== RECORD EXCERPTS ==

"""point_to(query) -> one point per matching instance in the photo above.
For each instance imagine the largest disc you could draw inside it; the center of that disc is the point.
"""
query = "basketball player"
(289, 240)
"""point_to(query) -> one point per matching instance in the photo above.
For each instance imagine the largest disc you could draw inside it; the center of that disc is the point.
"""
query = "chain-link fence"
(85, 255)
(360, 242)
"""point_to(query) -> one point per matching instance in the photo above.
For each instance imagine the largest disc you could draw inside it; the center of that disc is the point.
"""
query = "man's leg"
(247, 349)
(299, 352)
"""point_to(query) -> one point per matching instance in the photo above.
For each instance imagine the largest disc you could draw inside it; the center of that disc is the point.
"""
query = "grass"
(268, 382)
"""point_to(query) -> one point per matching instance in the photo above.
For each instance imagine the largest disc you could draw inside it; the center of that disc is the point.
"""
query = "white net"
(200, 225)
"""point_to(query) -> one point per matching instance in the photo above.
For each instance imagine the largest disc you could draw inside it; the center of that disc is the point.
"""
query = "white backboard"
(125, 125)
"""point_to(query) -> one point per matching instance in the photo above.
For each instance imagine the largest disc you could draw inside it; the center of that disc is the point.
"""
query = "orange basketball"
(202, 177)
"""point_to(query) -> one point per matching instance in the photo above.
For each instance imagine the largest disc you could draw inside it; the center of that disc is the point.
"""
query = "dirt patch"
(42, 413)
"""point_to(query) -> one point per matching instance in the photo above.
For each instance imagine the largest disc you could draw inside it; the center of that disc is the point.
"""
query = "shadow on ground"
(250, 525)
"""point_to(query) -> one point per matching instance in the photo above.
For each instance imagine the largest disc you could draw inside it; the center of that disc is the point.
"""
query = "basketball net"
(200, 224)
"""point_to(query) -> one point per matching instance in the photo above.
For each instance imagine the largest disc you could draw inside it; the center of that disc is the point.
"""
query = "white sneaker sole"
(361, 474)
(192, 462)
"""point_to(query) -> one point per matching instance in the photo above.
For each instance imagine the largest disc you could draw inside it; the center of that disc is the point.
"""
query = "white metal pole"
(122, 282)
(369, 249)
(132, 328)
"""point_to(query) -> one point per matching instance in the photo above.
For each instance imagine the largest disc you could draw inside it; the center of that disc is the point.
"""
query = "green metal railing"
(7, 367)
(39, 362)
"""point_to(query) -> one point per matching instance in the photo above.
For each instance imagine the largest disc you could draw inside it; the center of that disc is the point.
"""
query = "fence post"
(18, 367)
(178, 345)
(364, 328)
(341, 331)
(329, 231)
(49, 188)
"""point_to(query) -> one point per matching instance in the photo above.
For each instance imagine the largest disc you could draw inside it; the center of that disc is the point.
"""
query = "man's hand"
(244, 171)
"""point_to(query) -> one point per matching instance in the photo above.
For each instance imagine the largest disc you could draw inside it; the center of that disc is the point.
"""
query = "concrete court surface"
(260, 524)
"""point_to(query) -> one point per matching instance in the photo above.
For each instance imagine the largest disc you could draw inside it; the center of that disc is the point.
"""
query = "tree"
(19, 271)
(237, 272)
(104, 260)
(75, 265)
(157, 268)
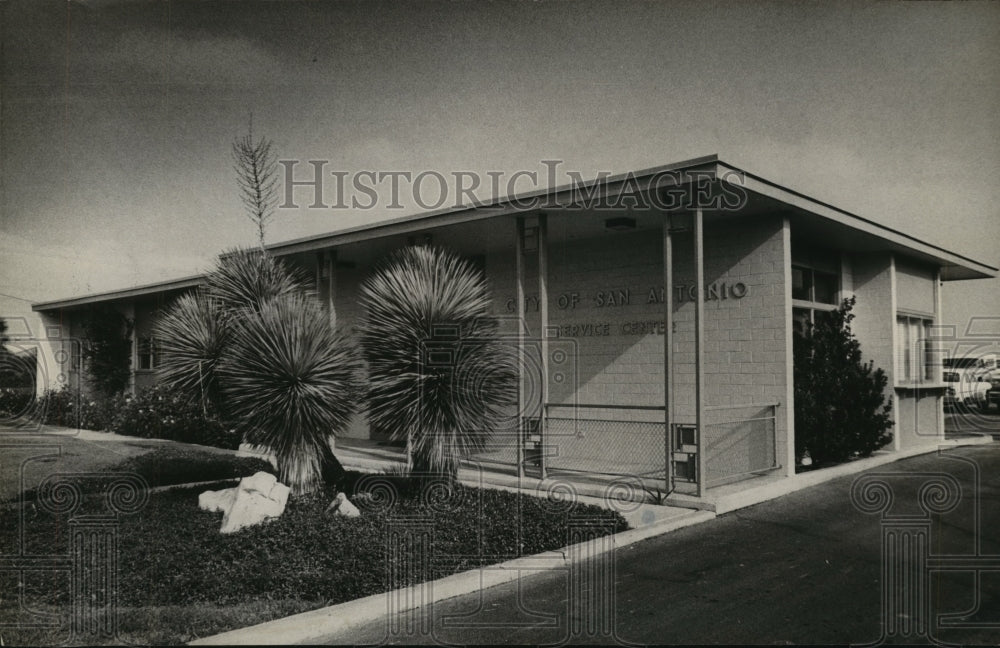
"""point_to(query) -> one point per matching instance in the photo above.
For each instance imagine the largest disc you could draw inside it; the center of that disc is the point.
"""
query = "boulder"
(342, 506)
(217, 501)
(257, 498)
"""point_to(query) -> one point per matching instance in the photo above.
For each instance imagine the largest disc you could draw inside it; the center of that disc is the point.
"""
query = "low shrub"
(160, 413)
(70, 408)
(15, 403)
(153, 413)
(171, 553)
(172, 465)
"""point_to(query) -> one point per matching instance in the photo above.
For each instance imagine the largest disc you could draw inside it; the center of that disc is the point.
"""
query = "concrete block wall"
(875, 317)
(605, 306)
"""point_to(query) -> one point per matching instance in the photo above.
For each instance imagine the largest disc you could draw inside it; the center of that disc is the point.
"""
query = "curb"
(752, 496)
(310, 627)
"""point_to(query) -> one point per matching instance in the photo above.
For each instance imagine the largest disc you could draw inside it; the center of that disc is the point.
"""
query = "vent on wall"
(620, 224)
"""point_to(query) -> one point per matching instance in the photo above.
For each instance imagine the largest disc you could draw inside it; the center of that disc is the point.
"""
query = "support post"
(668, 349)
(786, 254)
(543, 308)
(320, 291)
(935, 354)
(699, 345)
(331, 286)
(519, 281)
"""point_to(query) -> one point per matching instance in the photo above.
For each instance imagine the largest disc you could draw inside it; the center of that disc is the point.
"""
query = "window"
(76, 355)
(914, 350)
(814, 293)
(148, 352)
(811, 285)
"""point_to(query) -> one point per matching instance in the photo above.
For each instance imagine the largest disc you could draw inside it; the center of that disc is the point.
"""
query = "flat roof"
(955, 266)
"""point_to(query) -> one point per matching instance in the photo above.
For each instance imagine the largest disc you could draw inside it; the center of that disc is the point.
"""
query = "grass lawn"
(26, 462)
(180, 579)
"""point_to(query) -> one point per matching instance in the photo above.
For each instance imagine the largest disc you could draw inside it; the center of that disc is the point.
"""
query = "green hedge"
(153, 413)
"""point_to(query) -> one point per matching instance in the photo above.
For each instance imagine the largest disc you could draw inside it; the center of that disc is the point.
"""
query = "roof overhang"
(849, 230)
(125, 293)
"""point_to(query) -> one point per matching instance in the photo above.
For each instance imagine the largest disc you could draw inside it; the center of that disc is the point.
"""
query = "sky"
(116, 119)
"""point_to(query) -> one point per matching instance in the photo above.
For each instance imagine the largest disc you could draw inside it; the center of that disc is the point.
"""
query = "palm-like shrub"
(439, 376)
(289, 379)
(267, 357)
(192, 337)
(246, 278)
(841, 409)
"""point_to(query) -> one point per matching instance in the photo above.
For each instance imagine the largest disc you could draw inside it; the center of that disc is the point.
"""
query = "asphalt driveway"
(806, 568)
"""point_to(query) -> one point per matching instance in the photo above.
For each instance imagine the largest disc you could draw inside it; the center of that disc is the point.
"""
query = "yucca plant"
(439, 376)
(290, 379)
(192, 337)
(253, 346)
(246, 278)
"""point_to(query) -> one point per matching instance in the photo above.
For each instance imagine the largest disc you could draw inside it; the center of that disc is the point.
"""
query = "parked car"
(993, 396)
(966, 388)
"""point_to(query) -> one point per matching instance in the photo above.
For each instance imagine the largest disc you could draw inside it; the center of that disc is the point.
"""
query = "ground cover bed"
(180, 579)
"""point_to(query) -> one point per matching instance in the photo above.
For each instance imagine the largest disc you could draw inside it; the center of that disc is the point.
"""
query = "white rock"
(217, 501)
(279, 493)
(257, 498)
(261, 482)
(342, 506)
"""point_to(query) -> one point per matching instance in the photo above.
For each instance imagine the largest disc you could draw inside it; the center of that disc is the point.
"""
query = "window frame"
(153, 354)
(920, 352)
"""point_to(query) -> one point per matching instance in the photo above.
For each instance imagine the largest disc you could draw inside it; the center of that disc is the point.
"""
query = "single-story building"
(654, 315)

===
== RECORD EXCERPTS ==

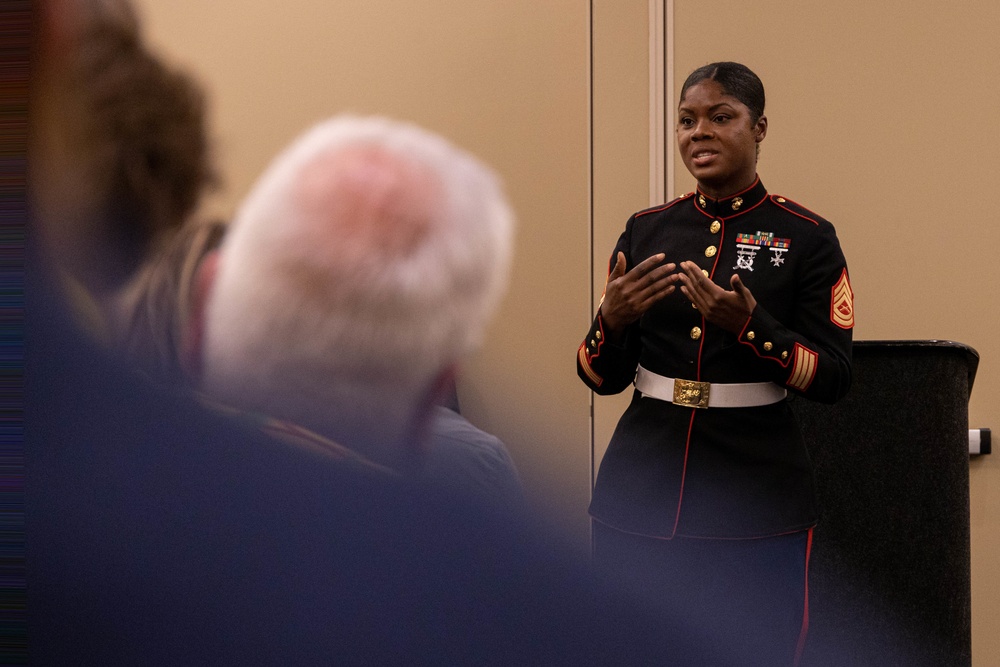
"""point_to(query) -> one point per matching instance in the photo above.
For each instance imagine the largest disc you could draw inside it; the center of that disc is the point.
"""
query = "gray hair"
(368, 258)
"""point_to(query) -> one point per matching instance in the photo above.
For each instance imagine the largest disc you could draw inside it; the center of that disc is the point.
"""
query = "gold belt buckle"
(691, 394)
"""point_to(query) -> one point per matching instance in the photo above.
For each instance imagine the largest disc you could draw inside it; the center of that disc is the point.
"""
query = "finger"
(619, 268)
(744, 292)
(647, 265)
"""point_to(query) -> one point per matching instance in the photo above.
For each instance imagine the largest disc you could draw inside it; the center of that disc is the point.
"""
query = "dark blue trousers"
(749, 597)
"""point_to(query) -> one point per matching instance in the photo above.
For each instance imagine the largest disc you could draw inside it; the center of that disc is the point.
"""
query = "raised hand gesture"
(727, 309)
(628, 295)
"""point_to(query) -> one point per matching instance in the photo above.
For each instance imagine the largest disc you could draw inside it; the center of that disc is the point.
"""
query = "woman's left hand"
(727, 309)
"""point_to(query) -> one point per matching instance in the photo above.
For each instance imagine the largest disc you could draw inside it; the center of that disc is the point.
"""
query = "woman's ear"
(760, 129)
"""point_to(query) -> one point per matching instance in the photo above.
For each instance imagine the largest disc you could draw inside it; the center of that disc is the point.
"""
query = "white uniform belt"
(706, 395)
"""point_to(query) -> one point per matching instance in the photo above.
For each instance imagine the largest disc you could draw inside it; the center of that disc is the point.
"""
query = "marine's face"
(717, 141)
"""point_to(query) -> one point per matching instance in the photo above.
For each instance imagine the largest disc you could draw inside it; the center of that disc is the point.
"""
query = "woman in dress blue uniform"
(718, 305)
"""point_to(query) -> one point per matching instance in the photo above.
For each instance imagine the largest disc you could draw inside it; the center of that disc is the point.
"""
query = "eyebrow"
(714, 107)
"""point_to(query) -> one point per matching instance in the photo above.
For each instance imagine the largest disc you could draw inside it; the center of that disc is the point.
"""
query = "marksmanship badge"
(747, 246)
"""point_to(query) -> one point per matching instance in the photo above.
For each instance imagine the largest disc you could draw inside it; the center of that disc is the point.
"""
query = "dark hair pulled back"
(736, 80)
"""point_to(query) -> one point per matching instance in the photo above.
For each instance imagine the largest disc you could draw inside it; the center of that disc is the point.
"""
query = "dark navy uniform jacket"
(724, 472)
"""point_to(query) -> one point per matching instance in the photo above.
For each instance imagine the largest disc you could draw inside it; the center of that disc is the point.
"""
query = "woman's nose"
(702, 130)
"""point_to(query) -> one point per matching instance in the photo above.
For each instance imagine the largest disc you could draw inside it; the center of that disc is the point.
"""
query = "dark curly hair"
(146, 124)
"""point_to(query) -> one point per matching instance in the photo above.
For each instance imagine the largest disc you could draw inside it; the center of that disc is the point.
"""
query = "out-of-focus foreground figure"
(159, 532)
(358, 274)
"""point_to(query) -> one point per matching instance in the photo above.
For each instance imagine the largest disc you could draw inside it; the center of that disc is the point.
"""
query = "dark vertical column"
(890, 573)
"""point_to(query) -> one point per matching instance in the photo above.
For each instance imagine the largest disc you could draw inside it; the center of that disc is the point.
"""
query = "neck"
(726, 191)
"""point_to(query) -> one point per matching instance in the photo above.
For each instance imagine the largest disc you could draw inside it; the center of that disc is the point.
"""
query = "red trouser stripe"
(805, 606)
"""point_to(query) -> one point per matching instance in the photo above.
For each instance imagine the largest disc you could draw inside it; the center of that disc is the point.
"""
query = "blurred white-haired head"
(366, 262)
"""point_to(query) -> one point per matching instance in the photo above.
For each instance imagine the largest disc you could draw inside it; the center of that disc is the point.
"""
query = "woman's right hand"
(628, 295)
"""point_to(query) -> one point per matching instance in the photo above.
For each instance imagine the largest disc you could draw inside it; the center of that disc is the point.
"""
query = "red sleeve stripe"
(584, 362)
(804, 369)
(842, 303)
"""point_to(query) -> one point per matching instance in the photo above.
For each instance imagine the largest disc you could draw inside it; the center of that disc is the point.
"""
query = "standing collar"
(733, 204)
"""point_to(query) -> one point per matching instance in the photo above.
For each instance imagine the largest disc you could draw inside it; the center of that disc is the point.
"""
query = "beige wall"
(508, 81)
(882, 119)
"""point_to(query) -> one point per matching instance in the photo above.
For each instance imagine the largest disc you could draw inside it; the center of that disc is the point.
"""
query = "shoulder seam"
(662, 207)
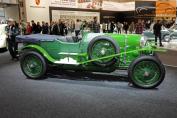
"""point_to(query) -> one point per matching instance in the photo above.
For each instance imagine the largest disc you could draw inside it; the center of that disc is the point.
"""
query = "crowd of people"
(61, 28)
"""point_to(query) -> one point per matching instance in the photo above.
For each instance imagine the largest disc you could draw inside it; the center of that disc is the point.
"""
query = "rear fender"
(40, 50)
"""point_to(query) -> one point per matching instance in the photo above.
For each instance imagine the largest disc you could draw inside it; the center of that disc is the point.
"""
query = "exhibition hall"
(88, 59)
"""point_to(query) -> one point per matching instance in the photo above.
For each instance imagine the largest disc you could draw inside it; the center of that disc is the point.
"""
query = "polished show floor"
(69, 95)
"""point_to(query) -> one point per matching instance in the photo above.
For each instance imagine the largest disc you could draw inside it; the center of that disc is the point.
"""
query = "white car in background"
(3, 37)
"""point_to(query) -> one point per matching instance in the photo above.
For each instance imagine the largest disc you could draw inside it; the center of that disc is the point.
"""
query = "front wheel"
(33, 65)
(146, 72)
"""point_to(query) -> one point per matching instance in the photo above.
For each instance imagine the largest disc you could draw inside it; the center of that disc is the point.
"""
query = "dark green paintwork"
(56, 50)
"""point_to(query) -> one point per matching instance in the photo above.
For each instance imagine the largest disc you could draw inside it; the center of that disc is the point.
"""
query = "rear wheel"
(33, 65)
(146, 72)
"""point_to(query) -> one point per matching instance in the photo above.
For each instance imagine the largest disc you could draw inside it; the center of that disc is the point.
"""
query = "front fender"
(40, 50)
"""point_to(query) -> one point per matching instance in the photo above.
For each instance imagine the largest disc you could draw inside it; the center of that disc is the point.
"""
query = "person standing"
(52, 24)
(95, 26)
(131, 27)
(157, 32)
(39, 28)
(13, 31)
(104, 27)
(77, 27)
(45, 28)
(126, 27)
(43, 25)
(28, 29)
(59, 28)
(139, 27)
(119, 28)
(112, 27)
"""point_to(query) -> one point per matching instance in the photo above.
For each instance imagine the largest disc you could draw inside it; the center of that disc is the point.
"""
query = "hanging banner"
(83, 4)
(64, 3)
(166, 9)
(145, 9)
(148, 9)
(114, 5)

===
== RECORD EXCERPTS ==

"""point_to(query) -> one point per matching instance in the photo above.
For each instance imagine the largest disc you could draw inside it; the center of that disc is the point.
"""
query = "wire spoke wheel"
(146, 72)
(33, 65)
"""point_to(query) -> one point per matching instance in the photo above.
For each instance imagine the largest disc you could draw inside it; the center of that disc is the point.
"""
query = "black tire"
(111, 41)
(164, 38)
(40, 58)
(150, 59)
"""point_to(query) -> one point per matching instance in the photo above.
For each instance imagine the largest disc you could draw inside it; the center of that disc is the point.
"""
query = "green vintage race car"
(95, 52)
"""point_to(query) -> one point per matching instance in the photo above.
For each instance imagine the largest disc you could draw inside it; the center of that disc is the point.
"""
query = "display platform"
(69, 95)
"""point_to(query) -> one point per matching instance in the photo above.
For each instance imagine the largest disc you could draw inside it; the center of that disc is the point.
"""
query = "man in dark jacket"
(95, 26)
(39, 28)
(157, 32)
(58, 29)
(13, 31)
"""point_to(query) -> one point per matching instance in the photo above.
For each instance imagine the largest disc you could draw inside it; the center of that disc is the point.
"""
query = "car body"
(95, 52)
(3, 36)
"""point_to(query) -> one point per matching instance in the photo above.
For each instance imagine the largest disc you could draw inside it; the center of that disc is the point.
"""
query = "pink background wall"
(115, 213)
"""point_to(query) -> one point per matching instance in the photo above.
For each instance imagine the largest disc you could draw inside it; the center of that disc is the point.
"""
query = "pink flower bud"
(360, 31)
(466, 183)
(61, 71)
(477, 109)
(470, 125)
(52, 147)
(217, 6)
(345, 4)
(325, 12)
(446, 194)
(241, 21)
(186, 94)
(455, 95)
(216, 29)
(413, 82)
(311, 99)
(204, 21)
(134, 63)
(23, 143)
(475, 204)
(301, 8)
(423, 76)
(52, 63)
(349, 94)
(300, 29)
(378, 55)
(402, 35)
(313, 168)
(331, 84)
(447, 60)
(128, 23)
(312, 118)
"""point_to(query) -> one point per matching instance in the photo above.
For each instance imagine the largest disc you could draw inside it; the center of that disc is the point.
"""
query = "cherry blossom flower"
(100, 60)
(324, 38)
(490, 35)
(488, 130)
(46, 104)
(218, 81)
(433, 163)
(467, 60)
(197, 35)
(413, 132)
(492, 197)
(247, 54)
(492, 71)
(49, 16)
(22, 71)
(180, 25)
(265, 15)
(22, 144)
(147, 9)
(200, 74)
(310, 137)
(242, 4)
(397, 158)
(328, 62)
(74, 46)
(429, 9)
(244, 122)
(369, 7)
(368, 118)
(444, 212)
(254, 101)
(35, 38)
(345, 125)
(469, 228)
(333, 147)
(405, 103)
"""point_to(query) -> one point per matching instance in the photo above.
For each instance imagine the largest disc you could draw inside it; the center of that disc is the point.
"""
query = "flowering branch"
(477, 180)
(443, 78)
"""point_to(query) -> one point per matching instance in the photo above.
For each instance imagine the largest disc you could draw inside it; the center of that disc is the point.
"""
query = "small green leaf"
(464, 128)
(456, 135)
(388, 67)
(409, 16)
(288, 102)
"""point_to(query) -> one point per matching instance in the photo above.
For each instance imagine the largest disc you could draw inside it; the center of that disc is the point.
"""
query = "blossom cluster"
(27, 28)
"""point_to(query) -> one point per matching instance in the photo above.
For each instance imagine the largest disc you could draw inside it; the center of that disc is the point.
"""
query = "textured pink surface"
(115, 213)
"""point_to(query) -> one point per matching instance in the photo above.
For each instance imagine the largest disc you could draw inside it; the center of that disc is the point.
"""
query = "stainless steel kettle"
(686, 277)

===

DIRECTIVE: Find every line in the rows above that contains the word "metal", and copy each of those lines.

SOLUTION TO THIS PROBLEM:
query = "white metal pole"
query = "green metal railing"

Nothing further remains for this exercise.